**Work instructions:** Rewrite the part of the article about Nitschke's planned appearances starting with "Nitschke has already" and going on through "March last year.", swapping "venue" for "location" throughout.

**Document excerpt:**
Nitschke had been scheduled to speak at the Sovereign Harbour Yacht Club in Eastbourne, East Sussex on February 21, to give a workshop on how to commit suicide. The club canceled the booking and a spokesman said that management had not realized the “significance” of the event and wanted to avoid the publicity of “something this controversial.”

Nitschke has already found another venue, however, and has announced that the lecture will go ahead at the Underground Theatre in Eastbourne.

Nitschke’s planned appearance in Dublin, however, might not go so smoothly. He is scheduled to participate at a public debate at University College Dublin on Wednesday February 16, and give a suicide workshop the next day at Seomra Spraoi, a radical leftist social organization that hosted Nitschke in March last year.

Niamh Uí Bhriain of the Life Institute has contacted the Dublin garda (police) commissioner, asking that the event be shut down.

The Irish criminal code states: “A person who aids, abets, counsels or procures the suicide of another, or an attempt by another to commit suicide, shall be guilty of an offence and shall be liable on conviction on indictment to imprisonment for a term not exceeding fourteen years.”

Nitschke’s workshop, which has been organized with the help of the group Atheist Ireland, is in clear violation of the law, said Uí Bhriain. In her letter, Uí Bhriain told Garda Commissioner Martin Callinan, “This law was written to protect vulnerable people and, should the Gardai not enforce the law, this workshop will most likely result in the death of an Irish citizen at some stage in the future.”

“According to numerous media reports and Dr. Nitschke’s own website the workshop will coach people in how to end their lives, either by explaining how to obtain euthanasia drugs, or by demonstrating a step-by-step technique of covering the head with a bag filled with gas.”

**Source information:**
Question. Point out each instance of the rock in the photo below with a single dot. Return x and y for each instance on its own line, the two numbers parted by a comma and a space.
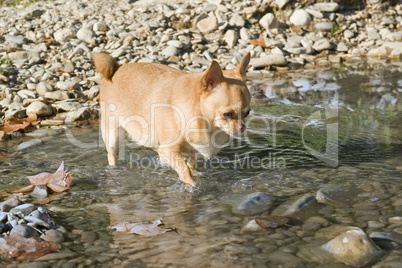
57, 95
24, 231
86, 35
327, 7
53, 236
20, 211
28, 144
9, 204
40, 192
100, 26
300, 18
273, 59
323, 26
44, 87
269, 22
294, 205
249, 204
251, 226
322, 44
353, 247
64, 35
237, 20
67, 85
231, 38
208, 24
82, 114
39, 108
281, 3
170, 51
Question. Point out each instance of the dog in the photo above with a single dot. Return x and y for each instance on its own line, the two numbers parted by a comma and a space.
181, 115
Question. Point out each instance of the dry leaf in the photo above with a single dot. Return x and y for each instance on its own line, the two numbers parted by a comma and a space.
23, 248
143, 228
16, 124
58, 182
258, 42
271, 221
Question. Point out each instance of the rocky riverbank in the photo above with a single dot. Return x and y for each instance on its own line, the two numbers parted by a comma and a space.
45, 48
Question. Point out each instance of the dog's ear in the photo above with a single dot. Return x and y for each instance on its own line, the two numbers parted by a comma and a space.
212, 77
241, 69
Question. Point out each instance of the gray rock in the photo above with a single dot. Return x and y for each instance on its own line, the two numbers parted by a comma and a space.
170, 51
269, 22
39, 108
57, 95
300, 17
322, 44
86, 35
273, 59
20, 211
44, 87
353, 247
28, 144
82, 114
327, 7
64, 35
237, 20
24, 231
67, 85
323, 26
231, 38
208, 24
40, 192
249, 204
100, 26
53, 236
9, 204
294, 205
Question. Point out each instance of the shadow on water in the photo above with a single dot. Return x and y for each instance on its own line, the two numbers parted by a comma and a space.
348, 116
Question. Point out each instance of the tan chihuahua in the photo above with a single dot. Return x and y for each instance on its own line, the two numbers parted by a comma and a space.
180, 115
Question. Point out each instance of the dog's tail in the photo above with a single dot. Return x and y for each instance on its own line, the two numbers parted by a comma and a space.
105, 64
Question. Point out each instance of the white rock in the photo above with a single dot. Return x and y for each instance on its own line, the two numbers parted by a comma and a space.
322, 44
269, 21
86, 35
39, 108
208, 24
353, 247
327, 7
64, 35
231, 38
272, 59
281, 3
300, 18
43, 87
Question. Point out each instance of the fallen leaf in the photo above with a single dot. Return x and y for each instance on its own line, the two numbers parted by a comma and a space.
143, 228
16, 124
58, 182
271, 221
22, 248
260, 41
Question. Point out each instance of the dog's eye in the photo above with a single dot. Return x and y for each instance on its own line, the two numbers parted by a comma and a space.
228, 115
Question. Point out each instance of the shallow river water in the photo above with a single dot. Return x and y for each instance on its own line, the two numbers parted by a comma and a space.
339, 129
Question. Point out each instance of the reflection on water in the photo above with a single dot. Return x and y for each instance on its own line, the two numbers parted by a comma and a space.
289, 130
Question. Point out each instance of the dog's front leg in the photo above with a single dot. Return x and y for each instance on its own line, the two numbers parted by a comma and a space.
174, 159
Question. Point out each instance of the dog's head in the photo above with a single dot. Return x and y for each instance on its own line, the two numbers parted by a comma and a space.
225, 98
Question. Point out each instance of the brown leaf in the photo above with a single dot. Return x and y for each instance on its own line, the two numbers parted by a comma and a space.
271, 221
23, 248
142, 228
16, 124
258, 42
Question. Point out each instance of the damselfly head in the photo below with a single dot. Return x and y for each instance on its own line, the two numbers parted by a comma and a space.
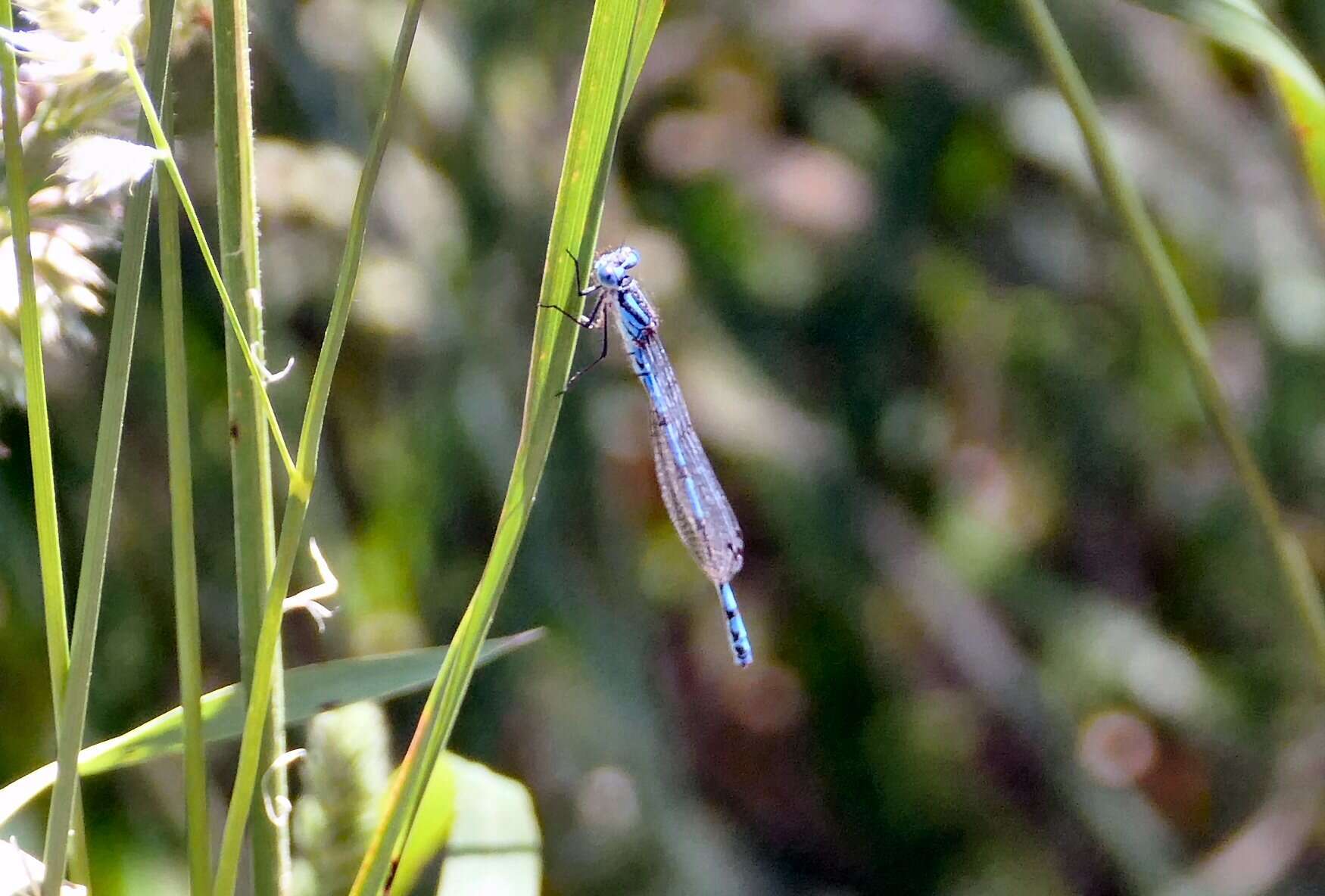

**Reply to the exercise:**
Nitschke has already found another location, however, and has announced that the lecture will go ahead at the Underground Theatre in Eastbourne.

Nitschke’s planned appearance in Dublin, however, might not go so smoothly. He is scheduled to participate at a public debate at University College Dublin on Wednesday February 16, and give a suicide workshop the next day at Seomra Spraoi, a radical leftist social organization that hosted Nitschke in March last year.